Comeback nach Rauswurf
Polit-Beben: Cameron wird britischer Außenminister
Der frühere britische Regierungschef David Cameron ist zum neuen Außenminister seines Landes ernannt worden. Das teilte die Downing Street nach einer „Umstrukturierung“ am Montag mit. Zuvor musste eine umstrittene Ministerin ihren Hut nehmen.
Der frühere Premierminister David Cameron feiert ein überraschendes Polit-Comeback. Um das neue Amt antreten zu können, wurde der ehemalige Regierungschef in den Adelstand gehoben. Cameron ist nun ein Baron. Die Tradition schreibt vor, dass jedes Mitglied des Kabinetts Abgeordneter oder „Peer“ sein muss.
Die Stelle wurde frei, da die umstrittene Innenministerin Suella Braverman aus dem Kabinett geworfen und durch den bisherigen Außenminister James Cleverly ersetzt wurde. Britische Medien berichten, dass Premierminister Rishi Sunak die Gunst der Stunde nutzen könnte, um noch weitere Ministerposten neu zu besetzen.
Rauswurf stellt Regierung auf den Kopf
Die rechte Politikerin Braverman hatte der Londoner Polizei - für die sie selbst verantwortlich ist - in der vergangenen Woche unter anderem vorgeworfen, auf dem linken Auge blind zu sein und Rechtsverstöße bei „Hassmärschen“ gegen die israelische Bombardierung des Gazastreifens zu tolerieren. Zudem hetzte sie gegen die muslimische Bevölkerung.

*Kurze Übung 1:*
Entnimm dem Artikel über Camerons Ernennung zum Außenminister unverändert den Abschnitt, der mit „Der frühere Premierminister“ beginnt und bis einschließlich „neu zu besetzen.“ reicht.
*Kurze Übung 2:*
Zieh aus der Auflistung jede Zeile heraus, in der die Zeichenfolge „paper“ vorkommt. Groß- und Kleinschreibung sind dabei zu beachten.

*Übungsmaterial:*
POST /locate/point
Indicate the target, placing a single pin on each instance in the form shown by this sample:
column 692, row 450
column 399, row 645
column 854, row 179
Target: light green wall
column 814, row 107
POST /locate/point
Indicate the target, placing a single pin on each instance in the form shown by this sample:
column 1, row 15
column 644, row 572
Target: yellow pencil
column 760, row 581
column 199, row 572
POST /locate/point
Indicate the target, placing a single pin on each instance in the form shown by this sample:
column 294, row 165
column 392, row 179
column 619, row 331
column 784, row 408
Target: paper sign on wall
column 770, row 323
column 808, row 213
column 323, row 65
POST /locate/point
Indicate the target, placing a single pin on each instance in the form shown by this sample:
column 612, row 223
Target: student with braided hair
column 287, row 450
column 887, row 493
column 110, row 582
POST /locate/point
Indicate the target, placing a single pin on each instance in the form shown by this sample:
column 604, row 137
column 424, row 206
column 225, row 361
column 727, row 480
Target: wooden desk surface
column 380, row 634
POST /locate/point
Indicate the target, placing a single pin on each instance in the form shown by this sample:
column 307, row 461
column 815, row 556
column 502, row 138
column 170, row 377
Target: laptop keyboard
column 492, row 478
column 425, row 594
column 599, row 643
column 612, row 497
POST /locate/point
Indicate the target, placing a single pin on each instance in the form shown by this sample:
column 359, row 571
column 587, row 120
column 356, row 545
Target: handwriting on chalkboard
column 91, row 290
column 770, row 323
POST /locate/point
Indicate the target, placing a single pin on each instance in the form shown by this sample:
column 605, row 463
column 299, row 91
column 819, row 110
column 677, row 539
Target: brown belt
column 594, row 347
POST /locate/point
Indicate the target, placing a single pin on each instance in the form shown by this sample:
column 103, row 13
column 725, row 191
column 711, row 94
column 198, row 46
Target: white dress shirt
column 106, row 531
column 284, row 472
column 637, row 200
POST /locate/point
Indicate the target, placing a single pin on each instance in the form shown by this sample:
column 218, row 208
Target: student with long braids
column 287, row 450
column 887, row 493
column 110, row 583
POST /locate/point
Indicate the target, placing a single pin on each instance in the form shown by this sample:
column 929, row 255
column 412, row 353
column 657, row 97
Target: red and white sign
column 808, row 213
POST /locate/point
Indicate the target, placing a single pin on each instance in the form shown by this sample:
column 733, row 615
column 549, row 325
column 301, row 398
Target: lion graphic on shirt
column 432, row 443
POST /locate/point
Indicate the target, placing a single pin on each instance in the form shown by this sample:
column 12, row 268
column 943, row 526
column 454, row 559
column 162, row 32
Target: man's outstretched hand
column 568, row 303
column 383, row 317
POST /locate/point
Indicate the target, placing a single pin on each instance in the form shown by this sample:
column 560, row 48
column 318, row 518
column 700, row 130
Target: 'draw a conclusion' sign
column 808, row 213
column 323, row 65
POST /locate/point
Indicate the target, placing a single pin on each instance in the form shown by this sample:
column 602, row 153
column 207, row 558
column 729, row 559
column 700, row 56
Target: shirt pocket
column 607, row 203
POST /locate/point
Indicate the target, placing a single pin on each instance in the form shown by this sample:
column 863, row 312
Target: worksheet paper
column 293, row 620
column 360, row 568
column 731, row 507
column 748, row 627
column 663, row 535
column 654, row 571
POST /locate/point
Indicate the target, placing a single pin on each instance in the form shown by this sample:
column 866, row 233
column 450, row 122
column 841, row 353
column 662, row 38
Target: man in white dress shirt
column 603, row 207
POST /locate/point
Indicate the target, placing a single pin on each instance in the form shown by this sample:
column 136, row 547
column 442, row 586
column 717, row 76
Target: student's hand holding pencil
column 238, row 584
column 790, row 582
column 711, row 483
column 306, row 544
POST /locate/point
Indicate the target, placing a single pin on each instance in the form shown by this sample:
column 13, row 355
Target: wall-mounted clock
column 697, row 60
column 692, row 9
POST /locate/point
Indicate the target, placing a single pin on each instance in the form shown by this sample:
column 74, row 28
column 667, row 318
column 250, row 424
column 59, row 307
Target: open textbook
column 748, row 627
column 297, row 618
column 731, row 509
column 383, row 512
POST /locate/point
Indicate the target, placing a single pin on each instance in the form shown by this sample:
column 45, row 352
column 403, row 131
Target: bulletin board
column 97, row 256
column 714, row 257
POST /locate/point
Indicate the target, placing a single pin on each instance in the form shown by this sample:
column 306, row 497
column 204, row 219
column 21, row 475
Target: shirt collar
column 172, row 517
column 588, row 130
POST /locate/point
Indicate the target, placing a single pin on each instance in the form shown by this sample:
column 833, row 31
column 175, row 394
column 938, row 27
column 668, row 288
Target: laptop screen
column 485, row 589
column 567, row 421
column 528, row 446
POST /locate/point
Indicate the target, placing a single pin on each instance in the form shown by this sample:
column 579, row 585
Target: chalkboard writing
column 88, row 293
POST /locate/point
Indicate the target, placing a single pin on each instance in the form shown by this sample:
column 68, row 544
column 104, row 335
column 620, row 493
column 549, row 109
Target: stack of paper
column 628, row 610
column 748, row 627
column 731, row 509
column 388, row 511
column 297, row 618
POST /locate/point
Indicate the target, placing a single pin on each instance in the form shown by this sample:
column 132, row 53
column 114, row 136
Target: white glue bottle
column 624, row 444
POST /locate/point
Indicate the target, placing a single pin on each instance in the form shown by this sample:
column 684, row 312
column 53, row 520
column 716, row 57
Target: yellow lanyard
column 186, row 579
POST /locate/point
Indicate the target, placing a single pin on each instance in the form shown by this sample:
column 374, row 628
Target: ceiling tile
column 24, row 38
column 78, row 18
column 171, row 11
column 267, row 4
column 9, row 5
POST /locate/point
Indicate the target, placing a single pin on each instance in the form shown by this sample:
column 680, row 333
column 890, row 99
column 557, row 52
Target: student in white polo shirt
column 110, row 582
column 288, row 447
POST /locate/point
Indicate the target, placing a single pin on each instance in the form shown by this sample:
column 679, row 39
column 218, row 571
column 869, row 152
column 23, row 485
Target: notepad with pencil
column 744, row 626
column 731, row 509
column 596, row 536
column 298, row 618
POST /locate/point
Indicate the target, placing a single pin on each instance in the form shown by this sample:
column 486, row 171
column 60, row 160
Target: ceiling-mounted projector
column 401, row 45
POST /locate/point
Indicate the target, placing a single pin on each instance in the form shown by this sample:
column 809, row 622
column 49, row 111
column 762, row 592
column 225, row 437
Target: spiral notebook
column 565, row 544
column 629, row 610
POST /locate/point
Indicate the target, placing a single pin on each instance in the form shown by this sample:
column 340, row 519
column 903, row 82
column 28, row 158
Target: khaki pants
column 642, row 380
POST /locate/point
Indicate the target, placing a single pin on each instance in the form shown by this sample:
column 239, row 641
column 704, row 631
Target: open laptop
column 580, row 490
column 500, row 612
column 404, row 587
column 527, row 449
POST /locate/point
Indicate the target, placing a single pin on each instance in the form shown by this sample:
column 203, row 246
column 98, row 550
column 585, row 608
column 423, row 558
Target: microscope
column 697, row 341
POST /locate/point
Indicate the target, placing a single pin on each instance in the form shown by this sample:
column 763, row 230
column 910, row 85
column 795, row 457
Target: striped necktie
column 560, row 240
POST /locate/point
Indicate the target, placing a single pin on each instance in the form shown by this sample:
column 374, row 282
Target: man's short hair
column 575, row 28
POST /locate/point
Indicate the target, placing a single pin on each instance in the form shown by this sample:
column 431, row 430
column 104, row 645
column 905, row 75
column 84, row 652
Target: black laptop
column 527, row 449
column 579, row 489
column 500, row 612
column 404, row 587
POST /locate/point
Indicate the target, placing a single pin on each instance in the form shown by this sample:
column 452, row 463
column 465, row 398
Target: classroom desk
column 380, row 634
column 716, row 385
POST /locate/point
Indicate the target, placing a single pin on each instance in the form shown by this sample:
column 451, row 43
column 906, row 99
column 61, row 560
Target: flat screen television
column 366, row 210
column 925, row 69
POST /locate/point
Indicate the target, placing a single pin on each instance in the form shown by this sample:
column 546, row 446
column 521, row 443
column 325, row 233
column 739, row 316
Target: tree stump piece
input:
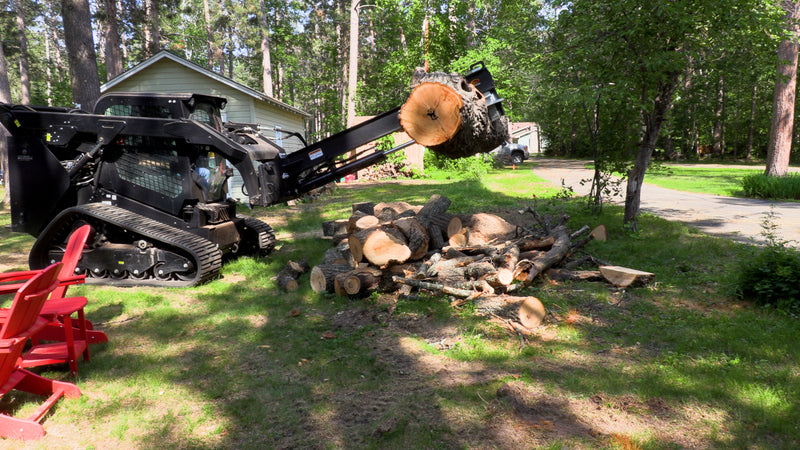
column 323, row 276
column 624, row 277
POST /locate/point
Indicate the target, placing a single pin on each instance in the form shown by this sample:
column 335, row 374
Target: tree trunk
column 78, row 38
column 653, row 121
column 5, row 97
column 752, row 127
column 780, row 135
column 24, row 72
column 528, row 311
column 112, row 47
column 266, row 59
column 210, row 45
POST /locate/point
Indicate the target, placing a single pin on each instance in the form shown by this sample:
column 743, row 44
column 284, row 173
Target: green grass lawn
column 236, row 363
column 718, row 181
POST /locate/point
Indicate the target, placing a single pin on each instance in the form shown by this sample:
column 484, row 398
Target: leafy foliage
column 770, row 277
column 763, row 186
column 467, row 168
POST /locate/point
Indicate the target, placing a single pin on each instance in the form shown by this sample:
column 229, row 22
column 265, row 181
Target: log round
column 432, row 114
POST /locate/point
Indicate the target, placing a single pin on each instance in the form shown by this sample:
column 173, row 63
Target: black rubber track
column 204, row 253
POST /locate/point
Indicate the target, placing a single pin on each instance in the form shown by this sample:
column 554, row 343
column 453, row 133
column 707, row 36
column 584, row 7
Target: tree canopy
column 610, row 79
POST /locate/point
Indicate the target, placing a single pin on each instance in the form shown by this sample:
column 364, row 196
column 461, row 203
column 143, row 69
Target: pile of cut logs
column 397, row 247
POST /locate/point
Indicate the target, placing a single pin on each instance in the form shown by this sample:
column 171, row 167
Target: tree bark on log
column 527, row 270
column 416, row 236
column 624, row 277
column 324, row 275
column 287, row 278
column 367, row 208
column 380, row 245
column 449, row 116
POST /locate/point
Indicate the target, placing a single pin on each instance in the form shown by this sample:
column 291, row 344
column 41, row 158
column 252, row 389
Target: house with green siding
column 168, row 73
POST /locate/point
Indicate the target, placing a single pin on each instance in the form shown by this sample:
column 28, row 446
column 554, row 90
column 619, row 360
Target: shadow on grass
column 237, row 363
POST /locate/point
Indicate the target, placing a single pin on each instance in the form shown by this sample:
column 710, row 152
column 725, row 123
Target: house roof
column 163, row 54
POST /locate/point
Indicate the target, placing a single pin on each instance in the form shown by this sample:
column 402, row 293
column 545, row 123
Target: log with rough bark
column 449, row 116
column 527, row 311
column 367, row 208
column 624, row 277
column 416, row 235
column 323, row 276
column 527, row 270
column 574, row 275
column 485, row 228
column 436, row 287
column 334, row 227
column 287, row 278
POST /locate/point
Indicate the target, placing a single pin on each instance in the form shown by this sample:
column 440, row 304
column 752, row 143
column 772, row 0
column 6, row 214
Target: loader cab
column 167, row 174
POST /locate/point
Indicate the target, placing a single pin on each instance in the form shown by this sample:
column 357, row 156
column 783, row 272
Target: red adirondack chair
column 59, row 305
column 23, row 321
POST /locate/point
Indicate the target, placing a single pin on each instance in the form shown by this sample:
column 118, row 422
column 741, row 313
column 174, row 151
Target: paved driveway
column 736, row 218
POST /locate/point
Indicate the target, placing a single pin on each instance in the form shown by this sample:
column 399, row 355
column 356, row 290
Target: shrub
column 761, row 186
column 469, row 167
column 771, row 277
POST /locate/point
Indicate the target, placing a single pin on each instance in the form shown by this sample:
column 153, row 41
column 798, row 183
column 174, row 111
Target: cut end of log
column 431, row 115
column 624, row 277
column 531, row 312
column 600, row 233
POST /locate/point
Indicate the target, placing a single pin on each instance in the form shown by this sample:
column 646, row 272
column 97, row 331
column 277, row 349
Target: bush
column 469, row 167
column 762, row 186
column 770, row 278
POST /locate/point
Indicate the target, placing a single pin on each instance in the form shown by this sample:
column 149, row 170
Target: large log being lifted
column 449, row 116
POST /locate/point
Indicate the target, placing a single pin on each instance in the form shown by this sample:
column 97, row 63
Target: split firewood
column 574, row 275
column 485, row 228
column 500, row 279
column 323, row 276
column 361, row 221
column 459, row 239
column 359, row 282
column 436, row 287
column 334, row 227
column 287, row 278
column 528, row 311
column 445, row 264
column 527, row 270
column 450, row 116
column 434, row 207
column 339, row 255
column 624, row 277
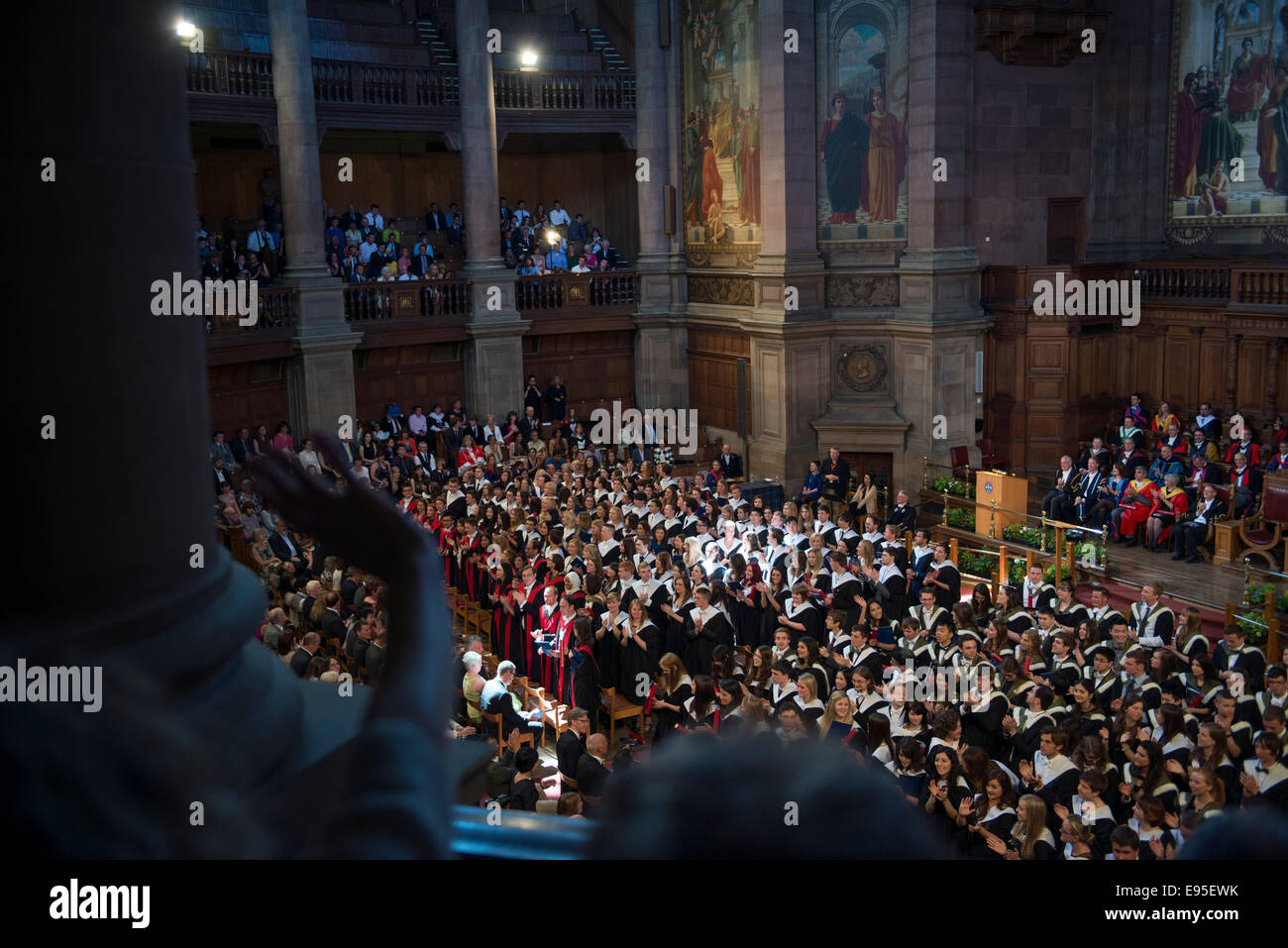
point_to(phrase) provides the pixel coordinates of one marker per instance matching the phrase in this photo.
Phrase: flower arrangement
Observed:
(958, 488)
(975, 565)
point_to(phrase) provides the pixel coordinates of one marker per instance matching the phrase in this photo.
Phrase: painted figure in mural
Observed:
(712, 184)
(692, 170)
(1189, 133)
(1220, 141)
(844, 150)
(748, 163)
(1216, 192)
(1249, 76)
(721, 121)
(739, 125)
(887, 161)
(715, 223)
(1270, 143)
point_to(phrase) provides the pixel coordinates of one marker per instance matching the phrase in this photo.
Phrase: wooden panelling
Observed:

*Ergebnis 1:*
Der frühere Premierminister David Cameron feiert ein überraschendes Polit-Comeback. Um das neue Amt antreten zu können, wurde der ehemalige Regierungschef in den Adelstand gehoben. Cameron ist nun ein Baron. Die Tradition schreibt vor, dass jedes Mitglied des Kabinetts Abgeordneter oder „Peer“ sein muss.
Die Stelle wurde frei, da die umstrittene Innenministerin Suella Braverman aus dem Kabinett geworfen und durch den bisherigen Außenminister James Cleverly ersetzt wurde. Britische Medien berichten, dass Premierminister Rishi Sunak die Gunst der Stunde nutzen könnte, um noch weitere Ministerposten neu zu besetzen.

*Ergebnis 2:*
Target: paper sign on wall
Target: worksheet paper
Target: stack of paper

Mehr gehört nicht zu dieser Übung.